Your instructions
Set down the entries below exactly; drop the pictures.

Recorded data
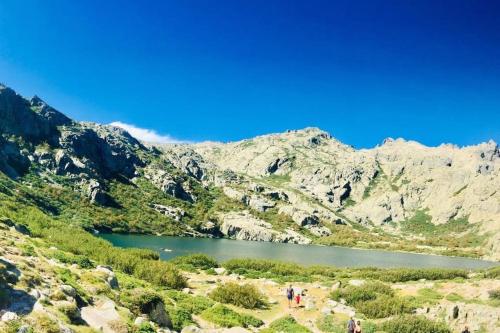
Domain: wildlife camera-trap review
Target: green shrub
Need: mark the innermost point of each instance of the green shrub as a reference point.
(492, 273)
(71, 311)
(27, 250)
(408, 274)
(225, 317)
(414, 324)
(195, 261)
(285, 324)
(385, 306)
(68, 237)
(454, 297)
(494, 294)
(192, 304)
(68, 258)
(374, 299)
(329, 325)
(428, 296)
(246, 295)
(180, 317)
(366, 292)
(140, 300)
(146, 328)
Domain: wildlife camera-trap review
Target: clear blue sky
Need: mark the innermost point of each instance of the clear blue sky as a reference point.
(227, 70)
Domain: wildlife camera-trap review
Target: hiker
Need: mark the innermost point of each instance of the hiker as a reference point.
(297, 299)
(289, 295)
(351, 325)
(358, 327)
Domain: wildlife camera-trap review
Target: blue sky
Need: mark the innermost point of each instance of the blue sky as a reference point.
(227, 70)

Exercise result
Domain: wildlife camera-trap review
Target: green shrub
Need: mark the innermost point of each instance of the green shrub as a reference point.
(492, 273)
(71, 311)
(27, 250)
(408, 274)
(225, 317)
(414, 324)
(195, 261)
(285, 324)
(385, 306)
(68, 237)
(454, 297)
(494, 294)
(192, 304)
(68, 258)
(374, 299)
(329, 325)
(428, 296)
(246, 295)
(180, 317)
(366, 292)
(140, 300)
(146, 328)
Domain: wildlife camera-trap review
Target: clear blue sky
Need: mark the innermost point of each instance of the clear blue sky as a reference point.
(227, 70)
Domain: wildlife camera-trap review
Target: hiker
Need: mark the innermost point of each instance of the hiker as a reference point.
(297, 299)
(289, 295)
(351, 325)
(358, 327)
Domain: wildlife camera-trap review
Target: blue sky
Need: mark the innermost point of each instance of the blue sky as a reference point.
(227, 70)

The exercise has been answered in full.